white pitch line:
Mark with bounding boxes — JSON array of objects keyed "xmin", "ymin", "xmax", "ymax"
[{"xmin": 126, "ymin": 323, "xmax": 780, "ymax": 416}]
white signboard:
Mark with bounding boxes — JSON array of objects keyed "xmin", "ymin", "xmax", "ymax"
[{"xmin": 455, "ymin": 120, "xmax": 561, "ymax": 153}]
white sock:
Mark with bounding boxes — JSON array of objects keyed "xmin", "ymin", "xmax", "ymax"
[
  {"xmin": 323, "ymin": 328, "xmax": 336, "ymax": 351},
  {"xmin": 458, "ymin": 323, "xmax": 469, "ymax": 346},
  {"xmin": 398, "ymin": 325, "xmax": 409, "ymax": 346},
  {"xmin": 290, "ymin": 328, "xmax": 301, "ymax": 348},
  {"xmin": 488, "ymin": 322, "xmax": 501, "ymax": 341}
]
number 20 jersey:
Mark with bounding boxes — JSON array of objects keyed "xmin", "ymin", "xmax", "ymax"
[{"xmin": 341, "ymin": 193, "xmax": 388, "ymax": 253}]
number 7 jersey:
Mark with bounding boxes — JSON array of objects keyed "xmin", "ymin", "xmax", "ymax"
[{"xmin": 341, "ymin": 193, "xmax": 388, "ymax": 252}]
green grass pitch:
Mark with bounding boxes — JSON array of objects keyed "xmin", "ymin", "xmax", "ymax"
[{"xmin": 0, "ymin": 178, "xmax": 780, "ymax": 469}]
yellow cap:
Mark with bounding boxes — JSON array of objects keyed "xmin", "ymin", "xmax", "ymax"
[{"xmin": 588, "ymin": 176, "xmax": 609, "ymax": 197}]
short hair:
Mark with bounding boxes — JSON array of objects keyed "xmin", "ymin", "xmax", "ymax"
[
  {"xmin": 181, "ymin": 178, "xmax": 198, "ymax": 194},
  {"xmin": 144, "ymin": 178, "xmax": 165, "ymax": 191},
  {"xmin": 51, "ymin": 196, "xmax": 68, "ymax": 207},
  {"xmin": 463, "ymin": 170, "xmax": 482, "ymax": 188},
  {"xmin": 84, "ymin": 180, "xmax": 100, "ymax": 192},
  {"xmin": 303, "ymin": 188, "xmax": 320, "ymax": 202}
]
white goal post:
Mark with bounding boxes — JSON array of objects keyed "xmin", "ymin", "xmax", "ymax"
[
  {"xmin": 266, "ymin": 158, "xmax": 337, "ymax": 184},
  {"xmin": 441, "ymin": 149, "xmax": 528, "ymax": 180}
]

→ Problem to work on: Tally the lines in the rows above that contain the string "white", treating case as significant. What is the count? Reply with the number only.

→ Task output: 4